> Task brief:
An acceptable answer contains each line of the material, unchanged.
══ Material for this exercise
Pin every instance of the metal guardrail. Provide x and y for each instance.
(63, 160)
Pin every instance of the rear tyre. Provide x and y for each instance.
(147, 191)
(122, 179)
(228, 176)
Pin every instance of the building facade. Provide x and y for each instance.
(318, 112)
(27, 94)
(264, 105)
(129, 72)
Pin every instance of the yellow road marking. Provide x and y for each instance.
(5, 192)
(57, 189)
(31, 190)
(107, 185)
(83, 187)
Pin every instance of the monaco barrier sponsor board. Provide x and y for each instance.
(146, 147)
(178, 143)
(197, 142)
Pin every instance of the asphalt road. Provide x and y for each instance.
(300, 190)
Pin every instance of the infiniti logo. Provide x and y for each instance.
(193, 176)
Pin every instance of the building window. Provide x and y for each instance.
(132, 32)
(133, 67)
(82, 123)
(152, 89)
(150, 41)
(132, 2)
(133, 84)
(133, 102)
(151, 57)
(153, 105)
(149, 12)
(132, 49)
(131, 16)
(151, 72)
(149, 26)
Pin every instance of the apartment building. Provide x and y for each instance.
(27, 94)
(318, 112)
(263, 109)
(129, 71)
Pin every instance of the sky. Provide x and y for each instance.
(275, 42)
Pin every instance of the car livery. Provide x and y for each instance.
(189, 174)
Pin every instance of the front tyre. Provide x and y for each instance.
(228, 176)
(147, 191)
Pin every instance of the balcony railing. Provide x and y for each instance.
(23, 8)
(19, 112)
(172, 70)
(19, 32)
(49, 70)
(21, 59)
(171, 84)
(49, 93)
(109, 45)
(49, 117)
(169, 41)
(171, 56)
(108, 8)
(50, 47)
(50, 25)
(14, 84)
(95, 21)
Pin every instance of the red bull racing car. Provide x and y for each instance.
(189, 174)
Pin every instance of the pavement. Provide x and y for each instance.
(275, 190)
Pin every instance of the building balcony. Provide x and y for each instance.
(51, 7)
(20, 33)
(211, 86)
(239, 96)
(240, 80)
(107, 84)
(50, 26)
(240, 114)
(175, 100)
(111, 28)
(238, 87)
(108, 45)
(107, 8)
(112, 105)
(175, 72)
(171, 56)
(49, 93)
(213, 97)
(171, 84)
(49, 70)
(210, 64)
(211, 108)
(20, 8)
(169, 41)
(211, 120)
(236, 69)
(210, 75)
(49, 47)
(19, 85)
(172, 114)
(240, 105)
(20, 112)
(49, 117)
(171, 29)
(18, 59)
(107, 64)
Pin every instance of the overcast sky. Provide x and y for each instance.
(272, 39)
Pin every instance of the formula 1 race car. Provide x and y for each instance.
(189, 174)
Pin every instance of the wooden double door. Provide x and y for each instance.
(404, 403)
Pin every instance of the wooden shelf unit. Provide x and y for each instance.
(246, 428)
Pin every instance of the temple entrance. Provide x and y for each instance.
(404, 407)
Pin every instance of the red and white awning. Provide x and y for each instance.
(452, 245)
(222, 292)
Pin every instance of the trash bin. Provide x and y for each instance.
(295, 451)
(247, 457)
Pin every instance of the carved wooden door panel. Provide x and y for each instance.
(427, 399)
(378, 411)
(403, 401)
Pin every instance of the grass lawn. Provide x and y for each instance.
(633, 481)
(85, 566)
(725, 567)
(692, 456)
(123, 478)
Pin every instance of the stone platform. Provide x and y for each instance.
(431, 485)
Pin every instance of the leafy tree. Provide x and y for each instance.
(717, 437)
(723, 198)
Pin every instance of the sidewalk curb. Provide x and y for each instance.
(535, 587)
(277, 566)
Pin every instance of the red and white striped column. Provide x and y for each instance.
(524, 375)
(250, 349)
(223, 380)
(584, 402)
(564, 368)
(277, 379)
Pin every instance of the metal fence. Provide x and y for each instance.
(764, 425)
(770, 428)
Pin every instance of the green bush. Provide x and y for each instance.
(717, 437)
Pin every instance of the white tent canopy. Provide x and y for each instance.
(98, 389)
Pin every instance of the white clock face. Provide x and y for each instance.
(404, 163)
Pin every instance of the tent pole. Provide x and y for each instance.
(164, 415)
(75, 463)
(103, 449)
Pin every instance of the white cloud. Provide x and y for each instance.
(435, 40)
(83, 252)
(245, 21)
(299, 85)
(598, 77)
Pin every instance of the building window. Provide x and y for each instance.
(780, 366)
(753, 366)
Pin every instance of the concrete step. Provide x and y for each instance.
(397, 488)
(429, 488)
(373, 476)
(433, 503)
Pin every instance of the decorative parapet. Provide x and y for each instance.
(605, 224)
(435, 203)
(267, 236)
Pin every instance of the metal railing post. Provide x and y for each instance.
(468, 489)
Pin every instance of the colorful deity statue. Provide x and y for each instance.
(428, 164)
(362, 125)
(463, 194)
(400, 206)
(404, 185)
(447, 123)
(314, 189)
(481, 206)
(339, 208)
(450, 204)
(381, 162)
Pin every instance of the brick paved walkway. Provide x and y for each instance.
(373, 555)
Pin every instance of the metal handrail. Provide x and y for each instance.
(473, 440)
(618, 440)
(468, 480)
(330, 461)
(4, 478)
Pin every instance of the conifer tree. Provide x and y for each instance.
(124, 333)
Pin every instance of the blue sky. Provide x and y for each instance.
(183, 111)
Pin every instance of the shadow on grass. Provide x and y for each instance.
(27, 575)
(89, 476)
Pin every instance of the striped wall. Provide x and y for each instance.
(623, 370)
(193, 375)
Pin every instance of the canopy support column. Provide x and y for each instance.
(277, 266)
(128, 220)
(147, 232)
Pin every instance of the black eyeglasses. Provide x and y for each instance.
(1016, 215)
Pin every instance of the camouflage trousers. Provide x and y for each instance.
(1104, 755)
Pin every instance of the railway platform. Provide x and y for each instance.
════
> Exercise output:
Pin every instance of the metal guardrail. Provide x and y for each instance.
(63, 160)
Pin every instance of the rear tyre. Provide x and y for each instance.
(147, 191)
(122, 179)
(228, 176)
Pin every instance of the building facade. Provide x and y for each instance.
(318, 112)
(27, 94)
(264, 105)
(129, 72)
Pin every instance of the yellow road marking. Provide x and y for each instance.
(5, 192)
(57, 189)
(31, 190)
(107, 185)
(83, 187)
Pin every instance of the monaco barrier sponsor board. Provide x and y for each instance.
(146, 147)
(178, 143)
(197, 142)
Pin every instance of the asphalt road. Provide x and y for each instance.
(300, 190)
Pin every instance of the infiniti logo. Provide x and y for each instance.
(193, 176)
Pin every instance of the building window. Provide x and y for each instance.
(132, 32)
(133, 67)
(82, 123)
(152, 89)
(150, 41)
(132, 2)
(133, 84)
(133, 102)
(151, 57)
(153, 105)
(149, 12)
(132, 49)
(131, 16)
(151, 72)
(149, 26)
Pin every instance of the apartment building. Provide x and y for each instance.
(27, 94)
(318, 112)
(263, 109)
(129, 71)
Pin every instance of the sky. Provide x and y for each instance.
(275, 42)
Pin every instance of the car livery. Provide x and y for each instance.
(189, 174)
Pin every instance of the front tyre. Provide x and y for each instance.
(228, 176)
(147, 191)
Pin every instance of the balcony railing. Provide x and y for each instance.
(23, 8)
(19, 112)
(172, 70)
(19, 32)
(49, 70)
(21, 59)
(171, 84)
(49, 93)
(109, 45)
(49, 117)
(169, 41)
(171, 56)
(108, 8)
(50, 47)
(50, 25)
(14, 84)
(95, 21)
Pin every instance of the red bull racing car. Provide x and y for each instance.
(189, 174)
Pin every instance of the pavement. Provide x and y for each instance.
(275, 190)
Pin every instance of the building balcony. Provide x and y for each instance.
(51, 7)
(20, 33)
(211, 86)
(239, 96)
(240, 80)
(107, 84)
(50, 26)
(240, 114)
(175, 100)
(111, 28)
(238, 87)
(108, 45)
(107, 8)
(112, 105)
(175, 72)
(171, 56)
(49, 93)
(213, 97)
(171, 84)
(49, 70)
(210, 64)
(211, 108)
(20, 8)
(169, 41)
(211, 120)
(236, 69)
(210, 75)
(49, 47)
(19, 85)
(172, 114)
(240, 105)
(20, 112)
(49, 117)
(171, 29)
(18, 59)
(107, 64)
Pin every instance of the overcast sky. Provide x and y for each instance.
(272, 39)
Pin every instance of the formula 1 race car. Provide x and y for each instance.
(189, 174)
Pin every instance of the wooden double door. Provide x and y for each instance.
(404, 403)
Pin every instance of the wooden shelf unit. Provide x and y for each instance.
(246, 428)
Pin every instance of the temple entrance. Provide x and y for each instance.
(404, 407)
Pin every instance of the red and white awning. Provide x and y for each instance.
(452, 245)
(222, 292)
Pin every instance of the trash bin. Provide x and y for each instance.
(295, 451)
(247, 457)
Pin every instance of the carved wooden door panel. Provide x and y for each instance.
(427, 399)
(378, 411)
(403, 401)
Pin every instance of the grass lawn. Provide x and y for each instance.
(633, 481)
(85, 566)
(725, 567)
(692, 456)
(123, 478)
Pin every instance of the stone platform. Provide x and y for each instance.
(431, 485)
Pin every instance of the leafy tree. Provide x and y for each instance.
(717, 437)
(723, 198)
Pin every instance of the sidewalk curb. Provide x and y for each instance.
(535, 587)
(277, 566)
Pin every instance of the red and white striped column. Provide x and y for each instance.
(524, 375)
(250, 349)
(223, 380)
(584, 402)
(564, 368)
(277, 379)
Pin every instance of the metal fence. Provide x and y for each instance.
(764, 425)
(770, 428)
Pin every instance of the green bush. Provide x and y for each instance.
(717, 437)
Pin every instance of the white tent canopy. Provide x and y for each instance.
(98, 389)
Pin every instance of the white clock face. Provide x and y for each instance.
(404, 163)
Pin every instance of the tent pole. Provide x and y for each instance.
(164, 415)
(75, 463)
(103, 449)
Pin every instance of the white cloud. Provide x and y for each instance.
(435, 40)
(83, 252)
(245, 21)
(299, 85)
(598, 77)
Pin every instance of the building window. Provide x and y for each instance.
(780, 366)
(753, 366)
Pin every instance of the concrete step. Provide x and y for each instance.
(397, 488)
(429, 488)
(373, 476)
(433, 503)
Pin every instance of the decorative parapet. Provide x and y for each instance.
(605, 224)
(435, 203)
(267, 236)
Pin every instance of the metal railing post. Provide x and y for each instance.
(468, 489)
Pin every instance of the colorful deity statue. Provide x and y for each instance.
(428, 164)
(362, 125)
(463, 194)
(400, 206)
(404, 185)
(447, 123)
(314, 189)
(481, 206)
(339, 208)
(450, 204)
(381, 162)
Pin every instance of the brick paved walkway. Provide x and y for each instance.
(373, 555)
Pin every instance of the metal handrail. Provide x and y for each instance.
(473, 440)
(618, 440)
(468, 480)
(330, 461)
(4, 478)
Pin every instance of the conifer tree. Provide x and y for each instance.
(124, 333)
Pin every instance of the blue sky. Provide x and y for each instance.
(183, 111)
Pin every instance of the shadow on grass. Provide x and y for each instance.
(27, 575)
(89, 476)
Pin every instance of the striped wall. Provide x and y for each instance.
(623, 370)
(193, 375)
Pin every instance of the canopy support column. Provide x and y for each instance.
(277, 266)
(128, 220)
(147, 232)
Pin every instance of the black eyeglasses. Provide x and y for each instance.
(1016, 215)
Pin every instance of the camouflage trousers. Provide x and y for each instance.
(1104, 755)
Pin every instance of the railway platform. Provide x and y for each instance.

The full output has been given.